- Exercise task a: In the Óscar Granados profile, which club did Granados join in June 2011?

- Document passage:

Personal information
- Full name: Óscar Esteban Granados Maroto
- Date of birth: 25 October 1985 (age 40)
- Place of birth: Cartago, Costa Rica
- Height: 1.83 m (6 ft 0 in)
- Position: Defensive midfielder

Youth career
- Cartaginés

Senior career*
- Years: Team / Apps / (Gls)
- 2004–2011: Cartaginés / 166 / (8)
- 2011: Orión / 15 / (1)
- 2012–2022: Herediano / 404 / (38)

International career^{‡}
- 2009–2015: Costa Rica / 14 / (0)

= Óscar Granados =

Costa Rican footballer (born 1985)

Óscar Esteban Granados Maroto (/es/; born 25 October 1985) is a Costa Rican former footballer who plays as a defensive midfielder.

==Club career==
Granados started his career at local side Cartaginés where he would stay for 7 years. In June 2011, he joined newly promoted Orión, but left them 6 months later for Herediano.

==International career==
Granados made his debut for Costa Rica in a January 2009 UNCAF Nations Cup match against Panama and has, as of May 2014, earned a total of 12 caps, scoring no goals. He represented his country in 2014 FIFA World Cup qualification matches and was a member of Costa Rican squad for 2014 FIFA World Cup where he was yellow-carded while on the sub's bench in the game against Greece. He played at the 2009 UNCAF Nations Cup as well as at the 2009 CONCACAF Gold Cup.

==Personal life==
Hailing from Quircot de Cartago, he is a son of Elí Granados and Martiza Maroto and is married to Fiorella Alvarado. His elder brother Michael played professional football with second division side Municipal Osa.

- Supplied information:
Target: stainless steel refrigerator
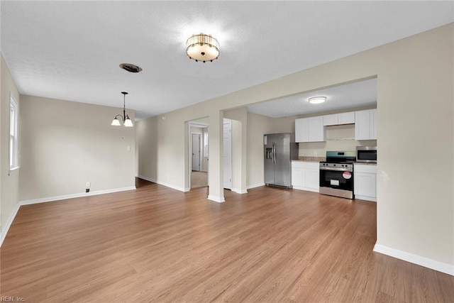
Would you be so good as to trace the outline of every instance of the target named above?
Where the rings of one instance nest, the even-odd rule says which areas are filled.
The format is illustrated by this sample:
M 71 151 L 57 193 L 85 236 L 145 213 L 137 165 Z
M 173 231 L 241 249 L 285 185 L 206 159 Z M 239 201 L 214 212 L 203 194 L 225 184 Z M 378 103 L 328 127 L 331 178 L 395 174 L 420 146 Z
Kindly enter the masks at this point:
M 263 135 L 265 184 L 292 188 L 292 160 L 298 159 L 294 133 Z

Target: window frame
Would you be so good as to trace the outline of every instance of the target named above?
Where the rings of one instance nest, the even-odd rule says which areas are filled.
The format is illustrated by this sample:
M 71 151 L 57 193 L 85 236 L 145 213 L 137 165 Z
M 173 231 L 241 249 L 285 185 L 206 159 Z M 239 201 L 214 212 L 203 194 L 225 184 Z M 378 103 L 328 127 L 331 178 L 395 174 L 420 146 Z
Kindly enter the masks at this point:
M 11 120 L 13 121 L 11 121 Z M 9 172 L 19 168 L 19 104 L 10 93 L 9 96 Z

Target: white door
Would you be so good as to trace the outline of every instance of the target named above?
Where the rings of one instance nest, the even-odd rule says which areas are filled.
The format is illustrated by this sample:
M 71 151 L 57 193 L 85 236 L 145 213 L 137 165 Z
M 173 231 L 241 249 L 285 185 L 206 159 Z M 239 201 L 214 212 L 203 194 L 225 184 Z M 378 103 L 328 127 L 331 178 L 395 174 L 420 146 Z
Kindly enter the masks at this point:
M 232 189 L 232 121 L 224 121 L 224 188 Z
M 191 145 L 192 157 L 192 170 L 200 171 L 200 134 L 192 133 L 191 136 Z

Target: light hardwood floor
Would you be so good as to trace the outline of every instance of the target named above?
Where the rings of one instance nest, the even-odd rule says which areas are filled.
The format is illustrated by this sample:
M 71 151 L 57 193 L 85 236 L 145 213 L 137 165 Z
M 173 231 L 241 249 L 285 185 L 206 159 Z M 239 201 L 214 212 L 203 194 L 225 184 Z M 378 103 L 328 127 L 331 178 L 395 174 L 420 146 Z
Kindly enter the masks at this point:
M 454 277 L 372 252 L 376 204 L 278 188 L 137 190 L 28 205 L 1 295 L 27 302 L 454 302 Z

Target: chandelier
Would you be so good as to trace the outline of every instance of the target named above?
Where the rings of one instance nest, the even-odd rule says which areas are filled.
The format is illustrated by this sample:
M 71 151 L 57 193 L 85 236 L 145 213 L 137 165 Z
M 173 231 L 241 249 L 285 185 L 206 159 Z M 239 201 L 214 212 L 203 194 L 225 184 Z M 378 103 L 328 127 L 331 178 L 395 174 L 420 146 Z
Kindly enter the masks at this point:
M 111 125 L 113 125 L 114 126 L 120 126 L 121 125 L 120 124 L 120 120 L 118 120 L 118 117 L 120 117 L 121 121 L 123 122 L 123 125 L 126 127 L 133 127 L 134 126 L 133 124 L 133 121 L 129 119 L 129 116 L 126 114 L 126 110 L 125 109 L 126 97 L 128 93 L 126 92 L 121 92 L 121 94 L 123 94 L 123 116 L 116 115 L 114 119 L 114 121 L 112 121 L 112 123 Z

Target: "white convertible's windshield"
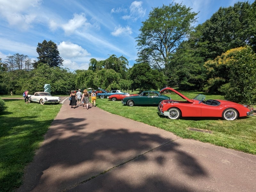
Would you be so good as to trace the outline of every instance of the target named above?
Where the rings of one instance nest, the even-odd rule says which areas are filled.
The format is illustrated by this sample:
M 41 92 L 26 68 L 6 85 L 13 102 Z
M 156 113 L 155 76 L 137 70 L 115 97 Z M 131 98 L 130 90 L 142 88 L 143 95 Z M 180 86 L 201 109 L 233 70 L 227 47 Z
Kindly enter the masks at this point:
M 38 96 L 42 96 L 43 95 L 47 95 L 48 96 L 51 96 L 51 94 L 49 93 L 36 93 L 35 95 Z

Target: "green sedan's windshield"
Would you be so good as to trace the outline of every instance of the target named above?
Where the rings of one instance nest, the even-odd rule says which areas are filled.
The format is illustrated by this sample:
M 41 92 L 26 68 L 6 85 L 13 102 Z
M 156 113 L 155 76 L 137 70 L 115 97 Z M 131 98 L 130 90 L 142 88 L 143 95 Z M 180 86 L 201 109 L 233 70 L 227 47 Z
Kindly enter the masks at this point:
M 199 94 L 197 95 L 194 98 L 194 99 L 195 99 L 198 100 L 200 101 L 202 101 L 205 98 L 205 96 L 202 94 Z

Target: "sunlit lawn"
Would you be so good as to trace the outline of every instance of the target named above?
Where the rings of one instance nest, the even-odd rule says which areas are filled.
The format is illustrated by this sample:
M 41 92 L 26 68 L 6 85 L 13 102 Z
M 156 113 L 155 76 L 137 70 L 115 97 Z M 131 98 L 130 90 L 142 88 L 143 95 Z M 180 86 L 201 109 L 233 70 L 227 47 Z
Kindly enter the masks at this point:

- Exercise task b: Reproduce the entries in the stretch from the line containing "Target: light hardwood floor" through the line containing "M 38 96 L 42", requests included, multiplying every coordinate in the answers by 1.65 and rounding to whole numbers, with halves rounded up. Leave the numbers in the requests and their format samples unchanged, and omit the pictures.

- Correct output a: Orión

- Correct output b:
Target: light hardwood floor
Would you be so good as to trace the outline of every instance of the target named above?
Where the rings of one instance nest, the even-odd rule says which areas are filled.
The format is illustrated by this sample:
M 71 151 L 57 193 L 85 236 L 145 213 L 137 165 Z
M 173 231 L 241 249 L 285 185 L 206 159 Z M 239 201 L 214 212 L 203 194 L 225 184 Z M 378 103 L 328 127 L 331 178 L 395 174 L 420 146 Z
Kindly enter the masks at this point:
M 749 457 L 614 416 L 620 337 L 459 310 L 226 314 L 46 338 L 2 487 L 45 498 L 749 498 Z

Target: chandelier
Would you be so good as to trace the outline of every instance of the target named above?
Where the rings of one instance nest, the even-odd rule says which areas are filled.
The format is illustrated by this sample:
M 71 151 L 57 193 L 85 236 L 145 213 L 137 165 Z
M 173 231 L 241 249 L 285 185 L 206 159 Z M 239 201 L 214 212 L 203 194 L 225 184 Z M 378 103 L 328 127 L 331 178 L 395 174 L 420 146 Z
Kindly enter the masks at this point:
M 183 206 L 186 206 L 188 208 L 198 208 L 200 206 L 198 205 L 198 198 L 195 198 L 195 193 L 198 193 L 200 200 L 203 201 L 203 206 L 208 210 L 219 210 L 221 208 L 219 205 L 219 200 L 213 196 L 213 191 L 208 188 L 208 182 L 206 180 L 208 160 L 211 153 L 208 152 L 200 152 L 200 155 L 203 155 L 203 191 L 191 190 L 188 196 L 188 200 L 185 200 L 185 203 Z

Target: "white convertible's windshield"
Would you be so good as to trace the outline of every instance of the target named above?
Where the rings of one instance nest, the even-odd rule says which areas are filled.
The format is illustrated by this sample:
M 41 92 L 26 68 L 6 85 L 13 102 Z
M 156 113 L 155 76 L 137 70 L 115 97 Z M 131 98 L 130 90 L 142 88 L 143 95 Z M 180 86 L 201 109 L 233 70 L 227 47 Z
Kindly enter the masks at this point:
M 63 158 L 69 158 L 71 157 L 78 157 L 79 158 L 84 158 L 84 155 L 81 153 L 59 153 L 58 157 Z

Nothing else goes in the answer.